* TEXTAUSSCHNITT
____________

Ein Güstrower Gespann auf Reisen (1)

Mit MZ-Oldtimer 1.900 Kilometer auf Schwedens Straßen und Wegen

Beate Weigel und Hartmut Prüß auf Erlebnistour in Skandinavien
Wenn von einem Gespann die Rede ist, so hat das für Beate Weigel und Hartmut Prüß aus Güstrow gleich eine doppelte Bedeutung. Einerseits sind die beiden ein gutes Gespann und andererseits besitzen sie eines – eine MZ ES 250/2 mit einem Superelastic-Beiwagen, Baujahr 1970! Damit haben die beiden in diesem Sommer Großes unternommen. Doch ihren Anfang nahm die Geschichte schon einige Jahre zuvor.

____________

* AUFGABENSTELLUNG
Geben Sie den Textausschnitt über die Gespannreise von "Beate Weigel und Hartmut Prüß auf" bis einschließlich "einige Jahre zuvor." wieder und setzen Sie dabei "Nordeuropa" an die Stelle von "Skandinavien".

* Sammlungseinträge
____________

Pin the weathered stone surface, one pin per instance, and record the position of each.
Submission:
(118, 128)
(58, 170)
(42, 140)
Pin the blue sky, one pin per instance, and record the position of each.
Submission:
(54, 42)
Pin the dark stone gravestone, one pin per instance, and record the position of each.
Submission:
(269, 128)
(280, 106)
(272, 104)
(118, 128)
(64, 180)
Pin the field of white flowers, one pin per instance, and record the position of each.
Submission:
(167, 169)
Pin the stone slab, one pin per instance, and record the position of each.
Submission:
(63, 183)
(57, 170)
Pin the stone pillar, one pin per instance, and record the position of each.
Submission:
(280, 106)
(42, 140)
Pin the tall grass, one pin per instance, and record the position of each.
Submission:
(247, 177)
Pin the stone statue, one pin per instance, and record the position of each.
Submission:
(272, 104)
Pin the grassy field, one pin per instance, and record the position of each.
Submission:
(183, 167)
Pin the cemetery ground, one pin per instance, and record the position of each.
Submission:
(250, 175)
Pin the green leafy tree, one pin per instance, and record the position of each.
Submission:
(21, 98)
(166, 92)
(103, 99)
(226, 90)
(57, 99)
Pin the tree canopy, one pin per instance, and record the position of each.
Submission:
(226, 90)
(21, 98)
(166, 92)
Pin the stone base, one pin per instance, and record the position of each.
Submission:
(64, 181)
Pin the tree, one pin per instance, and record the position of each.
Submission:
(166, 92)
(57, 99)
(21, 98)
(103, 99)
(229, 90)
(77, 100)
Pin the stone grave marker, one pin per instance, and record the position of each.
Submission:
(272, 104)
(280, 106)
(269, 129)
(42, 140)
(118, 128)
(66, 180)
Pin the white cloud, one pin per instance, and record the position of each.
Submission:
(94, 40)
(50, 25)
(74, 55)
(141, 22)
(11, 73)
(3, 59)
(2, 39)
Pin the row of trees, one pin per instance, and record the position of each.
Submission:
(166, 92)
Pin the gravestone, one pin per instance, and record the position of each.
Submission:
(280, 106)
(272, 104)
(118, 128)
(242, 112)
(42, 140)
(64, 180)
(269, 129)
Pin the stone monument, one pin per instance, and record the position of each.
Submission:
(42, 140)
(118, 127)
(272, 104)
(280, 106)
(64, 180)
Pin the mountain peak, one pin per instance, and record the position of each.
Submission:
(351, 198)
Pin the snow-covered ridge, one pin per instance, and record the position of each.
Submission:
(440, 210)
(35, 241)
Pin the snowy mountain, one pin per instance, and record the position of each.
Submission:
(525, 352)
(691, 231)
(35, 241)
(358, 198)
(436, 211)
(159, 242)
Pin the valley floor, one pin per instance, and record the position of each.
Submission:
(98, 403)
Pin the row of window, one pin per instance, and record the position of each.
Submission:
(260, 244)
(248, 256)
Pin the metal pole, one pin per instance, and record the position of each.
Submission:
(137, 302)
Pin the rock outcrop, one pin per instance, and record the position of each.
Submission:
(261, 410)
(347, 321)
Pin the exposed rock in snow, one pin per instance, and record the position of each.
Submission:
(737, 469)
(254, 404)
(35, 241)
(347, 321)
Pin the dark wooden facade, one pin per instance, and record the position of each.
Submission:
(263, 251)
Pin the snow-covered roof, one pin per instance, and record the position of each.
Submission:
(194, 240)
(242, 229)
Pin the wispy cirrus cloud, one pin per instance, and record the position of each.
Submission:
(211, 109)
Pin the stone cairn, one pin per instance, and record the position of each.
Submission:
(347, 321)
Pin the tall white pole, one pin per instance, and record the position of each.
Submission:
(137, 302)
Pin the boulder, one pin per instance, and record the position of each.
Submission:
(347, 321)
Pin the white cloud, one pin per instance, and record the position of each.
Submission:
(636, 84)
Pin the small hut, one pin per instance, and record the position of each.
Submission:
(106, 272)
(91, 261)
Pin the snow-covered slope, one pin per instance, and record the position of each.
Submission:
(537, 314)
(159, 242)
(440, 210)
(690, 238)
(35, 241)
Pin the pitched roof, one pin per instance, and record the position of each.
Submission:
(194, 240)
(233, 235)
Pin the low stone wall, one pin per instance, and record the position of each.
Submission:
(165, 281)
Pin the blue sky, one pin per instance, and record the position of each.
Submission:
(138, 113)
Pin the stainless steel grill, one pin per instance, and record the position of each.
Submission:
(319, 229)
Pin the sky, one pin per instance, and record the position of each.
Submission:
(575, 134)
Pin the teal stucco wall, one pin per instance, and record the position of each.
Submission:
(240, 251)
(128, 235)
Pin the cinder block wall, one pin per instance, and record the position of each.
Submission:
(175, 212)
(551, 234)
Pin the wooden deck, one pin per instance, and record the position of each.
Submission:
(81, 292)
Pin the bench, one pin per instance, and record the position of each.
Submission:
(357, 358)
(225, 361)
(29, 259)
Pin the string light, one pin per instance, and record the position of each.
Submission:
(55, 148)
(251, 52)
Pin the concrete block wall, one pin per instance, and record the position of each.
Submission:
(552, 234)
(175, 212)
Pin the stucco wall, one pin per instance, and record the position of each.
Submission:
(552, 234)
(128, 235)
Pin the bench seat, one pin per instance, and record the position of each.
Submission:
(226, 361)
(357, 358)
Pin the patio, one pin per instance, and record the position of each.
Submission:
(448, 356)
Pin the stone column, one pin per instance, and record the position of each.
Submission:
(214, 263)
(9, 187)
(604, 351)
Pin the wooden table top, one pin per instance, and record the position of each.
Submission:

____________

* LÖSUNG DER AUFGABE
Beate Weigel und Hartmut Prüß auf Erlebnistour in Nordeuropa
Wenn von einem Gespann die Rede ist, so hat das für Beate Weigel und Hartmut Prüß aus Güstrow gleich eine doppelte Bedeutung. Einerseits sind die beiden ein gutes Gespann und andererseits besitzen sie eines – eine MZ ES 250/2 mit einem Superelastic-Beiwagen, Baujahr 1970! Damit haben die beiden in diesem Sommer Großes unternommen. Doch ihren Anfang nahm die Geschichte schon einige Jahre zuvor.